> [Document text]:
════════════════════
Sunday 13 April 2014

How The Mainstream Media Stole Your Compassion

I suppose I first thought of this subject years ago when I was working for ASDA (owned by Wal-Mart) and I happened to see the documentary “Wal-Mart the High Cost of Low Prices.” I recall going into work the next day and asking people if they thought that it was morally okay to work there. People looked at me as if I was mental to even be seriously considering such nonsense. Even thoroughly religious and moral people didn't seem to feel that they were in any kind of ethical dilemma by working for a company who exploits their factory workers in places like Bangladesh and China. Then it hit me that we were all being exploited (obviously us not as much as the factory workers). However, we were working for low pay in poor conditions and a lot of the people who shopped there would like to go somewhere else but simply couldn't afford to. But all my colleagues through engagement with the system through the farce of voting were happy keeping things the way they were.

Fast forward a few years and this topic resurfaced when having a chat with someone I asked if it bothered them that the government forcibly takes tax money from us and uses a portion of it to murder innocent people in places like Afghanistan and Iraq not to mention wounding and killing idealistic young British and American men and women who go there for no good reason. This person turned to me and said that it didn't bother him at all, he said he was against the war “in principle” but in fact he rarely even thought about it. It is personally a great source of frustration to me that I'm partially responsible for funding murder abroad but I still couldn't figure out why this didn't bother more people. Even when I asked very moral and ethical people it didn't fuss them one bit, it just “what happens”.

What both of the examples have in common is that human rights abuses are taking place in other part of the world and ordinary people in the UK are being dragged into it, the ASDA employees I knew didn't want to be a part of the Wal-Mart empire, they were simply forced to because of an economy where big corporations lobby governments for tax breaks and favourable legislation to give themselves monopolistic control of the market which leads to psychotic and frankly out of control business practices -the system that the people continue to vote for.  And, of course the UK and US governments in particular are also totally out of control and causing their own far worse human rights abuses abroad (which many of the tax payers don't want to be involved in either) so Wal-Mart has good company.
════════════════════
> [Information provided]:
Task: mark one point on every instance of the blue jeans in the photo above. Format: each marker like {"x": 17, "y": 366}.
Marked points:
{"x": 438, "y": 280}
════════════════════
> [What you need to do]:
Answer from the post about how the mainstream media stole compassion:
(a) Which company owned ASDA?
(b) What documentary did the writer watch while working at ASDA?
(c) In which two countries does the writer say tax money is used to kill innocent people?

> [Written answer]:
(a) Wal-Mart
(b) "Wal-Mart the High Cost of Low Prices"
(c) Afghanistan and Iraq